§ **Directive**: Transcribe each line of the material as it is, and drop any picture.

§ **Dataset extract**:
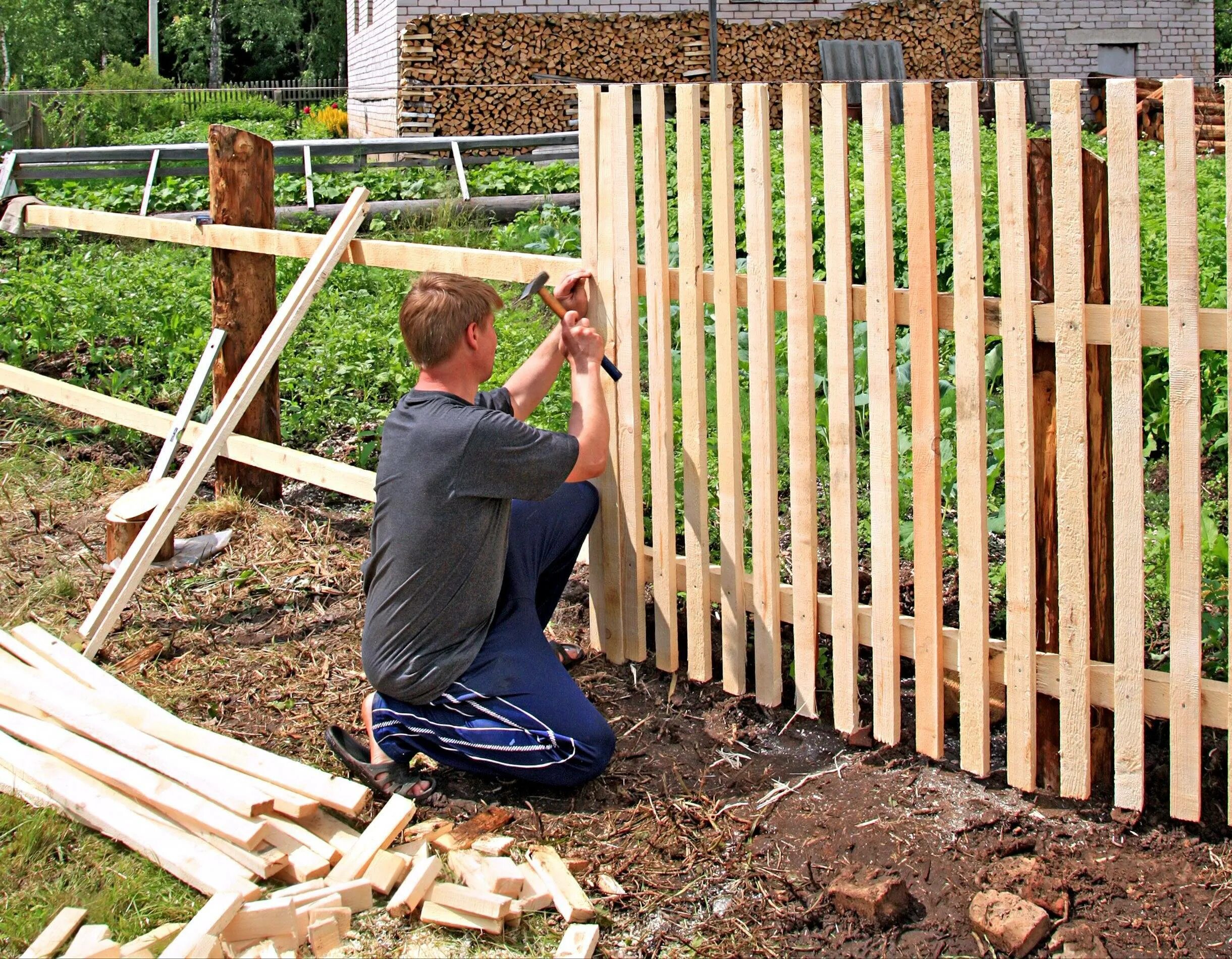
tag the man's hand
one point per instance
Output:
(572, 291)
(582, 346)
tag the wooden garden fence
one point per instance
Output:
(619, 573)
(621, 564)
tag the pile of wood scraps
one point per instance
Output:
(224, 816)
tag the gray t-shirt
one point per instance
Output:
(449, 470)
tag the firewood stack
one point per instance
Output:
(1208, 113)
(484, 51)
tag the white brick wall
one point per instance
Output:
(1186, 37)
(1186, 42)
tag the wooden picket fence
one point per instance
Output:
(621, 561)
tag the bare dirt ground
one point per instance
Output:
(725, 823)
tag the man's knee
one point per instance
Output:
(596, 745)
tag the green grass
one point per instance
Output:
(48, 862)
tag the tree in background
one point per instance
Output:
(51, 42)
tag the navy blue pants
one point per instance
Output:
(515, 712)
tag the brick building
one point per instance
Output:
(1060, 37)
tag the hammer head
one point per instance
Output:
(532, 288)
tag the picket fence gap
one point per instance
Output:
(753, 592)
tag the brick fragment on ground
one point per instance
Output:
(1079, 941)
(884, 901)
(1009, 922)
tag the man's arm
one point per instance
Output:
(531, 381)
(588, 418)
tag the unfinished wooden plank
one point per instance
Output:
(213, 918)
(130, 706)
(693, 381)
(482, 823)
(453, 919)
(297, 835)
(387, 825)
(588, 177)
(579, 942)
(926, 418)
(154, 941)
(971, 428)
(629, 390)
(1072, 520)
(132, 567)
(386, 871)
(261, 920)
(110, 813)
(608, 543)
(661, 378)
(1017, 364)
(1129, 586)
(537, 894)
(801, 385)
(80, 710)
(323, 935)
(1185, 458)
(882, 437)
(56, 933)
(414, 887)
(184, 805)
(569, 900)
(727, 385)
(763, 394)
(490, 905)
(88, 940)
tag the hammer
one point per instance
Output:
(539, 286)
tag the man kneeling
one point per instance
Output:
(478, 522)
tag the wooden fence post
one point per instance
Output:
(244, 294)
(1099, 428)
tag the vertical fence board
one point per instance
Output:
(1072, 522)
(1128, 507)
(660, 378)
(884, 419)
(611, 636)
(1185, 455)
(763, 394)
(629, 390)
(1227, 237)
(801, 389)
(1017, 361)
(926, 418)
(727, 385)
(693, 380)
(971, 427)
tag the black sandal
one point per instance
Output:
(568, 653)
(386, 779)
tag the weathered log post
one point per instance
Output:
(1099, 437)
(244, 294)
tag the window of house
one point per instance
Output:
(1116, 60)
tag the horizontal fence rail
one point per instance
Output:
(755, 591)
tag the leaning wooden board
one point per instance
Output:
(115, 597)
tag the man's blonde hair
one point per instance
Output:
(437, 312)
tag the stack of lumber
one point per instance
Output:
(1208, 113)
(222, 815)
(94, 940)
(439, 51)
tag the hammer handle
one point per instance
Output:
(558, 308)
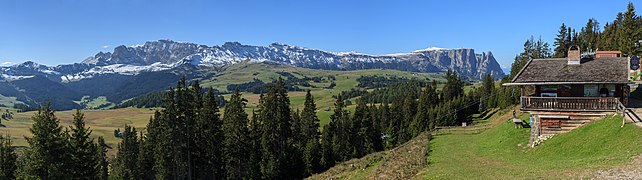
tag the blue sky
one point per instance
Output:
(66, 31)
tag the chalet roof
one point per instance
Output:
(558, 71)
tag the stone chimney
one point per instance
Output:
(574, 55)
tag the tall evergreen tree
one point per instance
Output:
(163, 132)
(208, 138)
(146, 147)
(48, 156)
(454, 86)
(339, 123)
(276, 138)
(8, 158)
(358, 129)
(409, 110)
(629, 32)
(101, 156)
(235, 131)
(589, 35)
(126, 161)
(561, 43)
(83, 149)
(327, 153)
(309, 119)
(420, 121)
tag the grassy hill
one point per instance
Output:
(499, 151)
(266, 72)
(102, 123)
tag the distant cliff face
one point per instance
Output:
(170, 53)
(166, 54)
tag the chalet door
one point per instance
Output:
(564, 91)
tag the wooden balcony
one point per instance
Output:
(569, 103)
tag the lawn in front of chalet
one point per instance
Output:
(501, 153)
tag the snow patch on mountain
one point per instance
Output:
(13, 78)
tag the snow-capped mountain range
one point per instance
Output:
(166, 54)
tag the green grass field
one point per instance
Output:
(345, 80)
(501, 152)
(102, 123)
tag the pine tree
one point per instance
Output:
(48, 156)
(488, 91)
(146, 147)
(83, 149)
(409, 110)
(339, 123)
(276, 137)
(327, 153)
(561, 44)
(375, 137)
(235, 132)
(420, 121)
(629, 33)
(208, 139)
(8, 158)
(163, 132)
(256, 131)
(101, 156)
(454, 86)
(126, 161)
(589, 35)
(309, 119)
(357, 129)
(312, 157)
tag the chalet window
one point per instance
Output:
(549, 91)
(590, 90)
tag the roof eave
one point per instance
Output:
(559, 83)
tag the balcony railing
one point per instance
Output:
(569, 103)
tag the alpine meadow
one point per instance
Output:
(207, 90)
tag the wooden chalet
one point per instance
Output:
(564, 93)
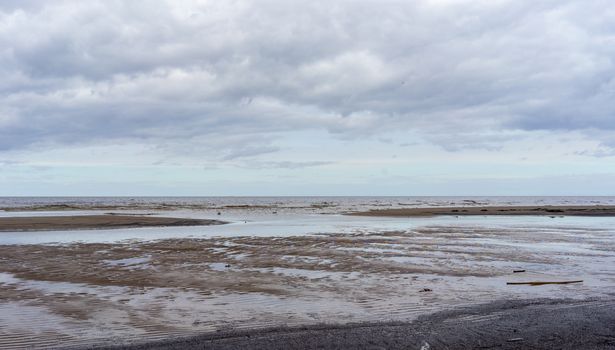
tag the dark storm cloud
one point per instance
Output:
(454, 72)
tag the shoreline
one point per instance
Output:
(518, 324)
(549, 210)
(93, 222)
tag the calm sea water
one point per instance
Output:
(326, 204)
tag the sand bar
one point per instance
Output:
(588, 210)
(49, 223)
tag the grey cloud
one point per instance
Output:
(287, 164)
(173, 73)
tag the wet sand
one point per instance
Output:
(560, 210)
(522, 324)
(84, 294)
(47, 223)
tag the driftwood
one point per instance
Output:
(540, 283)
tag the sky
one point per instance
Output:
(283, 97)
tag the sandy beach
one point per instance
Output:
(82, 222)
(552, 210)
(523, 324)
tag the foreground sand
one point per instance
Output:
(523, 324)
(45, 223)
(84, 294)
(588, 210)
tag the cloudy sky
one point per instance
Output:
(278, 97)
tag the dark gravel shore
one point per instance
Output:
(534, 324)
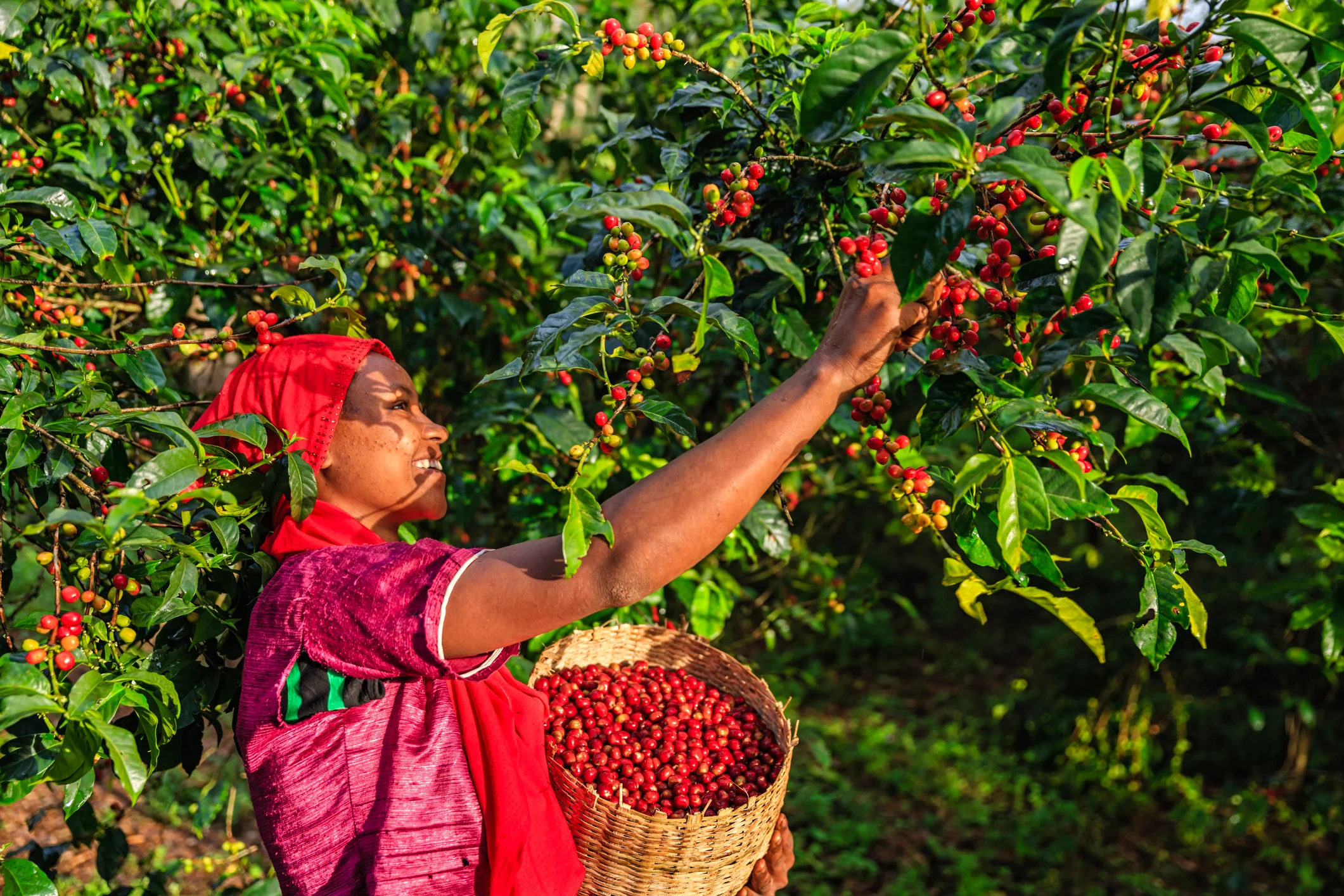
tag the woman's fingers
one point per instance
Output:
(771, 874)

§ **Task answer**:
tag the man's hand
one point per instance
Output:
(572, 291)
(582, 346)
tag the wooden garden fence
one point per instance
Output:
(619, 573)
(621, 564)
tag the pile of wood scraps
one point per instance
Output:
(224, 816)
tag the gray t-shirt
one point per instance
Output:
(449, 470)
tag the firewood stack
one point per instance
Output:
(1208, 113)
(484, 51)
tag the white brick wall
one point per instance
Output:
(1186, 37)
(1186, 42)
tag the wooden picket fence
one point per instance
Output:
(621, 561)
tag the bare dirt ground
one point per instance
Output:
(725, 823)
tag the man's knee
one point per instance
Output:
(596, 745)
tag the green grass
one point per instance
Output:
(48, 862)
tag the tree in background
one point per instance
Output:
(51, 42)
tag the navy blue pants
one point per instance
Output:
(515, 712)
tag the brick building
one point per instance
Output:
(1060, 37)
tag the hammer head
one point per instance
Output:
(532, 288)
tag the picket fence gap
one point per instance
Output:
(753, 592)
tag the brick fragment on ground
one point per instance
Output:
(1079, 941)
(884, 901)
(1009, 922)
tag the man's arm
one point per instance
Output:
(531, 381)
(588, 418)
tag the unfinished wooden plank
one point per instance
Output:
(213, 918)
(130, 706)
(693, 381)
(482, 823)
(453, 919)
(297, 835)
(387, 825)
(588, 177)
(579, 942)
(926, 418)
(154, 941)
(971, 428)
(629, 390)
(1072, 520)
(132, 567)
(386, 871)
(261, 920)
(110, 813)
(608, 543)
(661, 378)
(1017, 364)
(1129, 586)
(537, 894)
(801, 385)
(80, 710)
(323, 935)
(1185, 458)
(882, 437)
(56, 933)
(414, 887)
(184, 805)
(569, 900)
(727, 385)
(763, 394)
(490, 905)
(88, 940)
tag the hammer
one point per instance
Output:
(539, 286)
tag the man kneeling
one point per instance
Output:
(478, 522)
tag the wooden fence post
one point per instance
Output:
(244, 294)
(1099, 428)
tag the vertical fence board
one point per instance
Output:
(1072, 522)
(1128, 507)
(660, 378)
(884, 419)
(611, 636)
(1185, 455)
(763, 394)
(629, 390)
(1227, 237)
(801, 389)
(1017, 361)
(926, 418)
(727, 385)
(693, 380)
(971, 427)
tag the black sandal
one point per instance
Output:
(568, 653)
(386, 779)
tag the weathered log post
one point per instance
Output:
(1099, 437)
(244, 294)
tag the window of house
one point per instance
Output:
(1116, 60)
tag the horizontal fence rail
one point per instance
Output:
(755, 591)
tag the leaning wooden board
one point per instance
Output:
(115, 597)
tag the man's blonde hair
one point per instance
Output:
(437, 312)
tag the stack of lumber
one point per instance
Output:
(1208, 113)
(222, 815)
(94, 940)
(439, 51)
tag the hammer handle
one point per instance
Output:
(558, 308)
tag the blue sky
one point per instance
Output:
(66, 31)
tag the chalet roof
one point per instance
Output:
(558, 71)
tag the stone chimney
one point per instance
Output:
(574, 55)
tag the tall evergreen tree
one point per instance
Output:
(163, 132)
(208, 138)
(146, 147)
(48, 156)
(454, 86)
(339, 123)
(276, 138)
(8, 158)
(358, 129)
(409, 110)
(629, 32)
(101, 156)
(235, 131)
(589, 35)
(126, 161)
(561, 43)
(83, 149)
(327, 153)
(309, 119)
(420, 121)
tag the grassy hill
one point per instance
Output:
(499, 151)
(266, 72)
(102, 123)
tag the distant cliff face
one point per instance
Output:
(170, 53)
(166, 54)
tag the chalet door
one point per instance
Output:
(564, 91)
tag the wooden balcony
one point per instance
Output:
(569, 103)
tag the lawn in front of chalet
one point per instance
Output:
(501, 153)
tag the snow patch on mountain
one point per instance
Output:
(13, 78)
tag the snow-capped mountain range
one point per instance
Output:
(166, 54)
tag the green grass field
one point per instance
Output:
(345, 80)
(501, 152)
(102, 123)
tag the pine tree
one point per instance
Output:
(48, 156)
(488, 91)
(146, 147)
(83, 149)
(409, 110)
(339, 123)
(276, 137)
(327, 153)
(561, 44)
(375, 137)
(235, 132)
(420, 121)
(629, 33)
(208, 139)
(8, 158)
(163, 132)
(256, 131)
(101, 156)
(454, 86)
(126, 161)
(589, 35)
(309, 119)
(357, 129)
(312, 157)
tag the chalet window
one point per instance
Output:
(549, 91)
(590, 90)
tag the roof eave
one point per instance
Output:
(559, 83)
tag the balcony railing
one point per instance
Output:
(569, 103)
tag the alpine meadow
one point per instance
Output:
(207, 90)
tag the wooden chalet
one point per instance
Output:
(564, 93)
tag the dark storm cloud
one point per instance
Output:
(454, 72)
tag the shoreline
one point per instance
Output:
(518, 324)
(549, 210)
(93, 222)
tag the calm sea water
one point per instance
Output:
(326, 204)
tag the sand bar
one point per instance
Output:
(588, 210)
(49, 223)
tag the grey cloud
one point per instance
Output:
(287, 164)
(173, 73)
tag the wet sand
one point per instance
Output:
(560, 210)
(522, 324)
(84, 294)
(47, 223)
tag the driftwood
one point per instance
Output:
(540, 283)
tag the sky
one point per instance
Output:
(283, 97)
tag the sandy beach
one point per instance
Output:
(82, 222)
(552, 210)
(523, 324)
tag the foreground sand
one point per instance
Output:
(523, 324)
(45, 223)
(84, 294)
(588, 210)
tag the cloudy sky
one point per instance
Output:
(278, 97)
tag the dark gravel shore
one point per instance
Output:
(534, 324)
tag the woman's fingers
one point per instance
Output:
(771, 874)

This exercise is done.